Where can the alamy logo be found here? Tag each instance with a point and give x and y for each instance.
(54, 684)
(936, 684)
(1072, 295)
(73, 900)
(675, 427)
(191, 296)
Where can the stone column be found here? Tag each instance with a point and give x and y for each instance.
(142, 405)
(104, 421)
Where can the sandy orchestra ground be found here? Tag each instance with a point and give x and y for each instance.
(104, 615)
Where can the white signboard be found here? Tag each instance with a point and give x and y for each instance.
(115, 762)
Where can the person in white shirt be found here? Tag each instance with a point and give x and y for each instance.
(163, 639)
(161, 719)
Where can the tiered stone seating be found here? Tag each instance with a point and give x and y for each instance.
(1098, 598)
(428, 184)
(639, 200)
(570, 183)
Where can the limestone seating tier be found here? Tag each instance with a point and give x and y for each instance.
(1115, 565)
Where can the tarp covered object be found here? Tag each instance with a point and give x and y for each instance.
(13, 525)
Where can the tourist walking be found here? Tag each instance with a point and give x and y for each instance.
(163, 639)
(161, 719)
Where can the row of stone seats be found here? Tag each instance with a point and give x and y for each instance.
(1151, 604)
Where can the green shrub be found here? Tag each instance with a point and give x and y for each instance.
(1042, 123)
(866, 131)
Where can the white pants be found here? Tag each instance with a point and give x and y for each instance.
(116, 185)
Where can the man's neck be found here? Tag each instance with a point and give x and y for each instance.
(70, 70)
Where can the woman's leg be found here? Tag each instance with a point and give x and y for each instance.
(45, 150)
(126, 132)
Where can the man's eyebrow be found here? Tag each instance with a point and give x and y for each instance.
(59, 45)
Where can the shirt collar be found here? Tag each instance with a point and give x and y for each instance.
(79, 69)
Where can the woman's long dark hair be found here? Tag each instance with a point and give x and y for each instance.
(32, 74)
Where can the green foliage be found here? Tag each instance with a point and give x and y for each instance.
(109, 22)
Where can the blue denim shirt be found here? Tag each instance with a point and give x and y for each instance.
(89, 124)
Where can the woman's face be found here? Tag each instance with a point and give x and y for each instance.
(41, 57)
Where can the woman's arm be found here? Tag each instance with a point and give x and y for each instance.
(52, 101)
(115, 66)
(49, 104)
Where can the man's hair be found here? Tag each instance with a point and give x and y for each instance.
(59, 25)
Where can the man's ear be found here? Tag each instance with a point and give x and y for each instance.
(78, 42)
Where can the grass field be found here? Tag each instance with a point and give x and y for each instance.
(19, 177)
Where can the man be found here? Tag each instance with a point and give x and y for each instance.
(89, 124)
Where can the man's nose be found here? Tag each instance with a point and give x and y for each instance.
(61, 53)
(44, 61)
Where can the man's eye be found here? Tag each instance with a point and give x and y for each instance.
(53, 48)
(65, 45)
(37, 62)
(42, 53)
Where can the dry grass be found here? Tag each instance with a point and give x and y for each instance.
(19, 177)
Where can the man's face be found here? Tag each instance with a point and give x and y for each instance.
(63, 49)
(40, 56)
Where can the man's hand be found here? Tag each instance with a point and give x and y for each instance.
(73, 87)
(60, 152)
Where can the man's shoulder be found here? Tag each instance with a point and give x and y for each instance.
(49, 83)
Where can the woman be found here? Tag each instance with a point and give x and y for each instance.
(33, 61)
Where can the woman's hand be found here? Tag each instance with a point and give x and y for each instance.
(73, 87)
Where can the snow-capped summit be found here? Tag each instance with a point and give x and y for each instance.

+-------+

| WHAT IS REQUIRED |
Return each record exactly as given.

| COMPLETED EXERCISE |
Where can the alamy logo be found here? Tag each instance with a point and give x and y for each instance.
(54, 684)
(936, 684)
(1072, 295)
(73, 900)
(675, 427)
(191, 296)
Where can the stone column be found here? Tag each instance with a point and give x and y for each instance.
(142, 405)
(104, 421)
Where can the sandy orchestra ground be found here? Tag each instance with a point and give x and y for each instance.
(104, 615)
Where can the white signboard be found here? Tag each instance with a point and give x and y for each instance.
(115, 762)
Where can the person in white shirt be found here? Tag each instance with a point and give x and y for each instance.
(163, 639)
(161, 719)
Where can the tiered stone seating be found here? Tag each instance with a point and give x and y for each instance.
(1098, 598)
(428, 184)
(639, 200)
(570, 183)
Where can the limestone seating tier be found here? Tag each instance with a point and give x and y for each instance.
(1115, 565)
Where can the tarp covered object be found here? Tag each instance with a point and give x and y for each instance.
(13, 525)
Where can the tourist walking be found here? Tag each instance with a point and give x and y for each instance.
(163, 639)
(161, 719)
Where can the row of stone seats be found here? Tag each instance with a point and give x and y for each instance.
(1151, 604)
Where can the green shrub be found here? Tag each instance with a point and give x and y for each instance.
(1042, 123)
(866, 131)
Where can the white pants be found here? Tag each instance with a point and give x and y for each instance.
(116, 185)
Where can the man's neck be found here? Tag each instance with a point and give x and y for each instance.
(70, 70)
Where can the woman's leg be found here? Tag each instance with a point and give x and y for each instance.
(45, 150)
(126, 132)
Where can the man's eyebrow be found here? Tag each instance with a point and give x and y for each instance.
(59, 45)
Where can the shirt collar be found here? Tag each instance with a point and give x and y for each instance.
(79, 69)
Where can the woman's long dark hair be found here? Tag each instance with a point and give x and y for each instance.
(32, 74)
Where can the green foliage be found here? Tag each instance with a point and give x and y for each instance.
(109, 22)
Where can the blue denim shirt be found here? Tag each instance with a point and give x and y for each instance.
(89, 124)
Where can the woman's face be found here? Tag each instance with a point and give x and y for each instance.
(41, 57)
Where can the woman's arm be found here? Tag each instance with a point and give x and y for each instance.
(52, 101)
(115, 66)
(49, 104)
Where can the man's hair be found here? Tag each instance with a point and give x and y for each instance.
(59, 25)
Where can the man's ear be found here? Tag each instance with a point and give x and y for each instance.
(78, 42)
Where can the grass field be found here? Tag each instance with a point and give x and y for each instance.
(19, 177)
Where can the man be found here? Tag each instance with a point and give x and y for each instance.
(89, 124)
Where can the man's nose be found here? Tag each instance with a point and give x and y for each instance.
(61, 53)
(44, 61)
Where can the man's eye be found here? Tag each instance with a point and give x and y for each instance.
(53, 48)
(65, 45)
(37, 62)
(42, 53)
Where can the dry grass be found here? Tag each instance with a point and give x and y for each instance.
(19, 177)
Where can the man's face be found here? Tag each instance with a point and give x and y for each instance.
(63, 49)
(40, 56)
Where can the man's hand be found here? Tag each instance with a point and give x and y for each instance.
(73, 87)
(60, 152)
Where can the man's shoulder be found here? Tag each instance with a point and give x and y for each instance.
(49, 83)
Where can the woman be found here? Tag each instance with a point and give x and y for each instance.
(33, 61)
Where can the woman's hand be found here? Tag each instance with a point and give x and y for each instance.
(73, 87)
Where can the snow-capped summit be found here? Tag each instance with a point and give x and y for each instance.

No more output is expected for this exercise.